Anti-corruption raids on prominent Ukrainian figures and moves to favour loyalists in senior positions have led to accusations that President Volodymyr Zelenskyy’s government is sliding into authoritarianism.

Zelenskyy and his top aides face allegations from politicians, activists and diplomats that they are using extraordinary powers granted under martial law to sideline critics, muzzle civil society leaders and consolidate control.

The outcry has grown since masked, heavily armed officers from Ukraine’s State Bureau of Investigation (SBI) forced their way into the home of prominent anti-corruption campaigner Vitaliy Shabunin in Kharkiv last Friday, seizing phones, laptops and tablets.

Around the same time, SBI investigators and armed agents raided the home of former infrastructure minister Oleksandr Kubrakov in Kyiv, taking his mobile and other devices. Authorities said the searches were connected to corruption investigations.

Shabunin and Kubrakov labelled the raids as politically motivated, adding that the SBI had presented no court-issued warrants and would not allow time for their lawyers to be present for the searches.

Shabunin told the Financial Times: “Zelenskyy is using my case to send a message to two groups that could pose a threat to him. The message is this: if I can go after Shabunin publicly — under the scrutiny of the media and despite public support — then I can go after any one of you.”

“The first group are journalists or activists exposing corruption,” he added. “The second group is military personnel. Because the charges against me relate to my military service.”

Political allies and even detractors of Shabunin and Kubrakov, along with much of Ukraine’s civil society, condemned the raids and warned they appear to be part of a campaign by Zelenskyy’s office against critics.

“This is a straight-up, Russian-style scenario of dividing society, which could lead to protests in the streets,” said MP Oleksandra Ustinova, chair of the Ukrainian parliament’s commission on arms control and an adviser to the defence minister.

The raids followed sanctions against several prominent politicians, including former president Petro Poroshenko, who lost a re-election campaign to Zelenskyy in 2019 and has been a staunch critic since.

Earlier this month, Zelenskyy’s cabinet opted not to appoint Oleksandr Tsyvinsky, a detective with the National Anti-Corruption Bureau (Nabu), to lead the Economic Security Bureau, which investigates economic crimes.

Tsyvinsky had been independently selected, but the cabinet claimed he was “not suitable”.

Anastasia Radina, an MP from Zelenskyy’s Servant of the People party and head of parliament’s anti-corruption committee, said the government had “no authority” to reject Tsyvinsky and the move did “not comply with the law”.

Also this month, the president nominated first deputy prime minister Yulia Svyrydenko to lead his cabinet, replacing long-serving premier Denys Shmyhal. Svyrydenko is considered a close ally of Andriy Yermak, Zelenskyy’s chief of staff. Svyrydenko was approved by parliament on Thursday, making her Ukraine’s new prime minister.

The shift comes at a precarious time for Ukraine, which is trying to fight off an escalating Russian air and ground offensive, shore up US military support and reboot its government.

Ukrainian activists, independent media and western officials in Kyiv have warned that what began as a defence of sovereignty risks sliding into a crusade to reshape the state in the ruling circle’s image. They say this threatens to undermine progress on reform since Ukraine’s 2014 democratic revolution.

◇ ◇ ◇ ◇ ◇

▶ Written request 1: Retype the part of the passage on raids in Ukraine that opens with the words containing "Anastasia Radina, an" and closes with "reboot its government.".
▶ Written request 2: Write what comes next in the passage on raids in Ukraine, picking up after its final sentence.

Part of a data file
◇ ◇ ◇ ◇ ◇

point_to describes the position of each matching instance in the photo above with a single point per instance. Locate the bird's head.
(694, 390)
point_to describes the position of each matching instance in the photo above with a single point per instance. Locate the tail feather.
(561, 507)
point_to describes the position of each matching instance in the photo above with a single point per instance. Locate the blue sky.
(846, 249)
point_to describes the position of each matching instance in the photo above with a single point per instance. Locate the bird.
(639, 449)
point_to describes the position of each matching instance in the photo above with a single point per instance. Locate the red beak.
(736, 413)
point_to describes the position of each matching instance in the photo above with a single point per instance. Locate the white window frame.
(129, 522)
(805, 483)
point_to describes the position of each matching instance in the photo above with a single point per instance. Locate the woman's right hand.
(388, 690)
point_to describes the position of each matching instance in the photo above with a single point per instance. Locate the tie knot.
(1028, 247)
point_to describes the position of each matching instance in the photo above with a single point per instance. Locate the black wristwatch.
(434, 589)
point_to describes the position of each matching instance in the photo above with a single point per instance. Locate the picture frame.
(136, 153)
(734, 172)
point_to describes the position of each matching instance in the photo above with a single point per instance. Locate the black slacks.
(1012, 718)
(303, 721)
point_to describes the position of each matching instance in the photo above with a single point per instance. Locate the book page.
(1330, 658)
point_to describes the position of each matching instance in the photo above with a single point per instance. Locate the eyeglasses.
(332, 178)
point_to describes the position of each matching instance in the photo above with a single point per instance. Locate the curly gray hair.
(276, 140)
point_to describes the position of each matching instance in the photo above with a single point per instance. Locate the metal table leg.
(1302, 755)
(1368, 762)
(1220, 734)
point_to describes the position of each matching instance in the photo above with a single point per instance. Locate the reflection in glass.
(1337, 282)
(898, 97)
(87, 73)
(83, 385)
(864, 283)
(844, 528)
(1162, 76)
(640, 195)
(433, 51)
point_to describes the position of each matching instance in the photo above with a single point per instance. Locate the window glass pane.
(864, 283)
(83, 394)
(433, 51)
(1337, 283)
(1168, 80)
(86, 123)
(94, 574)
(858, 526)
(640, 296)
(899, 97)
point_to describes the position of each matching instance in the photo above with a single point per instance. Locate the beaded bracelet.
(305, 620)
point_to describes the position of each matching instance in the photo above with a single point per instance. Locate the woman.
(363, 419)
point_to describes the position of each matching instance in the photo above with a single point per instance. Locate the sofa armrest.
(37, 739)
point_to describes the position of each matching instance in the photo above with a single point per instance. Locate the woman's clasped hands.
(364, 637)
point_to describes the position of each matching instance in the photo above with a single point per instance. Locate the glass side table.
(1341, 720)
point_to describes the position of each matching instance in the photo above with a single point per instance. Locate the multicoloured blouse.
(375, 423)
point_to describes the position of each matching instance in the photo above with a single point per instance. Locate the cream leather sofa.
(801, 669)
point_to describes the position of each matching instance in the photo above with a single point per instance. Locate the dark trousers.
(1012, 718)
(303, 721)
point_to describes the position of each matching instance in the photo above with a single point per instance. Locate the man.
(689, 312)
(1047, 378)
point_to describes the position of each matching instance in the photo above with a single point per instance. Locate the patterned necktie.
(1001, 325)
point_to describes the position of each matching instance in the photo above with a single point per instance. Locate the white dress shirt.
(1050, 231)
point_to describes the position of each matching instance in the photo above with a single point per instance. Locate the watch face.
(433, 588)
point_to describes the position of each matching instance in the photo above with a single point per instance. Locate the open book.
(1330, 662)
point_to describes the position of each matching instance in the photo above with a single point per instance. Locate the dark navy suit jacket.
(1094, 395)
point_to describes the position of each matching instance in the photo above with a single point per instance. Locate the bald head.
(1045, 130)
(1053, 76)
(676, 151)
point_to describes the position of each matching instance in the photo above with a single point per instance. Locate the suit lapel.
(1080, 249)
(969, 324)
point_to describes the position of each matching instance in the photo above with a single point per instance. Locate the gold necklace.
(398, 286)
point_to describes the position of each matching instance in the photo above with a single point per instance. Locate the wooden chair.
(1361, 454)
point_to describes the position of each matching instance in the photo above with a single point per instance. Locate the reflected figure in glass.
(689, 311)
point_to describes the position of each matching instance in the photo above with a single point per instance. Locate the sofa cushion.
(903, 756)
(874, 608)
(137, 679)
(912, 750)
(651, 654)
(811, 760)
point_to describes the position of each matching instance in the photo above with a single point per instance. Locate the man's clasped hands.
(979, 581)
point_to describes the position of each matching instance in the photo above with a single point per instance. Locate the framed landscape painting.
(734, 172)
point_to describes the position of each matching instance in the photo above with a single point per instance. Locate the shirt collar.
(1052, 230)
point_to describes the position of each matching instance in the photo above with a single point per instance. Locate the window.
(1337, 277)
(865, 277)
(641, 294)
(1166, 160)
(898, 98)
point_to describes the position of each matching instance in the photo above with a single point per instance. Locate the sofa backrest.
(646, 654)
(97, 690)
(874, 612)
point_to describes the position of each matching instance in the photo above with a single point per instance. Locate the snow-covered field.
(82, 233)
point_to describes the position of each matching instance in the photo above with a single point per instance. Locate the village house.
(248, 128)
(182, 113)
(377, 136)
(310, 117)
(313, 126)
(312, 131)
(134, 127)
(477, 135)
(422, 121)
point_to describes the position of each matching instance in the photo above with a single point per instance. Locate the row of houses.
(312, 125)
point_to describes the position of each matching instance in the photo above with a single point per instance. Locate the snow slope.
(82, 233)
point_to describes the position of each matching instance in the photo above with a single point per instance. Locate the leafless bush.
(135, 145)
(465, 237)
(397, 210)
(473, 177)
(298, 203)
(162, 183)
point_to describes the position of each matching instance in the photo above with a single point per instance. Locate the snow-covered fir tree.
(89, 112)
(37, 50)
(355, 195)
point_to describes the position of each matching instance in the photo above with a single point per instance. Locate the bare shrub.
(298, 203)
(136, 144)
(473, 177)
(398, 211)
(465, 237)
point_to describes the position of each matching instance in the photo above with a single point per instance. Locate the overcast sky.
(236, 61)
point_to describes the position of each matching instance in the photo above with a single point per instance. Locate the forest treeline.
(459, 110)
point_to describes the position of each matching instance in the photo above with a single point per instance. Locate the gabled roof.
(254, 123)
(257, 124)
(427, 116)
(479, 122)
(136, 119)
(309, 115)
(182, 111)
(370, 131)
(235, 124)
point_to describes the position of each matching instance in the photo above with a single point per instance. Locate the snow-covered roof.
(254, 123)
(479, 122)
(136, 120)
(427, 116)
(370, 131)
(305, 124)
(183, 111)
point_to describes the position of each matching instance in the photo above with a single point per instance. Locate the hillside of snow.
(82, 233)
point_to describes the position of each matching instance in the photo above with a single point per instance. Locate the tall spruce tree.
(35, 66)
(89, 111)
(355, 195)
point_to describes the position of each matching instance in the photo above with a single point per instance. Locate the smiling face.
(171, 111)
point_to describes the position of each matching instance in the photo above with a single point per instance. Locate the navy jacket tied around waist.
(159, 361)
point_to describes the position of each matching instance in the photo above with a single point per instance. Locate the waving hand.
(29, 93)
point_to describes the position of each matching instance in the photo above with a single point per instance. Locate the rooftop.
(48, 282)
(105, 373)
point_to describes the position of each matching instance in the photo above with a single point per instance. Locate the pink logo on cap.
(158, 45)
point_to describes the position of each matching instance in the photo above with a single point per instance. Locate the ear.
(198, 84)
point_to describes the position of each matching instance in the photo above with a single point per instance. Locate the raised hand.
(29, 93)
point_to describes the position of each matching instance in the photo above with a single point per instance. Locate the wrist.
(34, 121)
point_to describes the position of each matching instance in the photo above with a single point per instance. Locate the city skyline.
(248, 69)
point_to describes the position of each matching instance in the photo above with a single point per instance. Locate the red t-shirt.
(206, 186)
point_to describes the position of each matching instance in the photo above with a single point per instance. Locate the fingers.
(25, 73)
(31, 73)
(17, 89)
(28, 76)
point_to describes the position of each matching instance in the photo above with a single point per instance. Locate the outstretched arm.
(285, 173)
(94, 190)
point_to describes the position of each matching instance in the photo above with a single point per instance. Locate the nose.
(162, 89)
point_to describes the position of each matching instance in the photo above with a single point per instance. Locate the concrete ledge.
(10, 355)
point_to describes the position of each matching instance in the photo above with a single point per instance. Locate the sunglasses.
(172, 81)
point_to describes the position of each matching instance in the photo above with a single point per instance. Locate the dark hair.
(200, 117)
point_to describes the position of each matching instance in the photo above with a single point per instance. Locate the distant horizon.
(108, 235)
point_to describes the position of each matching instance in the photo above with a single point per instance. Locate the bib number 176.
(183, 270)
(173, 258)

◇ ◇ ◇ ◇ ◇

▶ Answer 1:
Anastasia Radina, an MP from Zelenskyy’s Servant of the People party and head of parliament’s anti-corruption committee, said the government had “no authority” to reject Tsyvinsky and the move did “not comply with the law”.

Also this month, the president nominated first deputy prime minister Yulia Svyrydenko to lead his cabinet, replacing long-serving premier Denys Shmyhal. Svyrydenko is considered a close ally of Andriy Yermak, Zelenskyy’s chief of staff. Svyrydenko was approved by parliament on Thursday, making her Ukraine’s new prime minister.

The shift comes at a precarious time for Ukraine, which is trying to fight off an escalating Russian air and ground offensive, shore up US military support and reboot its government.

▶ Answer 2:
Zelenskyy’s office declined to comment, but a person close to the president said the SBI’s cases were fact-based and dismissed any suggestions of political motivation.

The SBI said its case against Shabunin “is well-founded and supported” by a Tuesday decision by a district court in Kyiv, which ordered the campaigner not to leave his place of military service and to relinquish documents allowing him to travel abroad.

Shabunin and Kubrakov, whose cases are not directly connected, have both vehemently denied the charges against them.

The case of Shabunin, a co-founder and head of the board of the Kyiv-based Anti-Corruption Action Centre (AntAC), is focused on accusations of draft evasion and fraud. The SBI accused him of dodging the draft and misusing military funds, crimes punishable by up to 10 years in prison.

Shabunin’s lawyer, Olena Shcherban, said the case was built on a distortion of his military record. She maintained the investigation was illegal and designed to smear an activist who had exposed corruption in the government.

After Russia’s full-scale invasion in February 2022, Shabunin volunteered for the Territorial Defence Forces. From September 2022 to February 2023 he was seconded to the National Agency for Corruption Prevention. AntAC said his deployment was formally approved and fully legal.

Shcherban maintains Shabunin’s pay matched government guidelines for mobilised troops and that he never received combat bonuses. She condemned the seizure of electronics belonging to his wife and children, calling the raid a coercive and extrajudicial act.

“These weren’t searches,” said Daria Kaleniuk, executive director of AntAC. “They were intimidation tactics. This wasn’t about justice. It was about pressure.”

Shabunin and his supporters believe the move is retribution for AntAC’s investigations into high-level corruption and its criticism of Zelenskyy’s cabinet after it rejected Tsyvinsky’s appointment at the ESB.

A longtime anti-corruption campaigner, Shabunin has been a thorn in the side of several administrations.

Some in Zelenskyy’s office have accused AntAC of being “grant eaters”, a term used to smear non-profit groups that accept funding from western governments.

The case against Shabunin ignited outrage across Ukraine’s pro-reform community. Leading independent media published scathing editorials.

“Taking advantage of the war, Zelenskyy is making his first, yet confident, steps towards corrupt authoritarianism,” wrote the editorial board of Ukrainian Truth, Ukraine’s most-read online news outlet.

“A crackdown on the country’s most famous anti-corruption crusader can’t be happening without at least the silent approval from President Zelenskyy, if not active permission,” the English-language Kyiv Independent said.

The president’s top political rivals followed suit. Kyiv’s mayor Vitali Klitschko warned that “under the guise of war, the authorities persecute those deemed inconvenient: political opponents, local governments, experts, journalists and activists”.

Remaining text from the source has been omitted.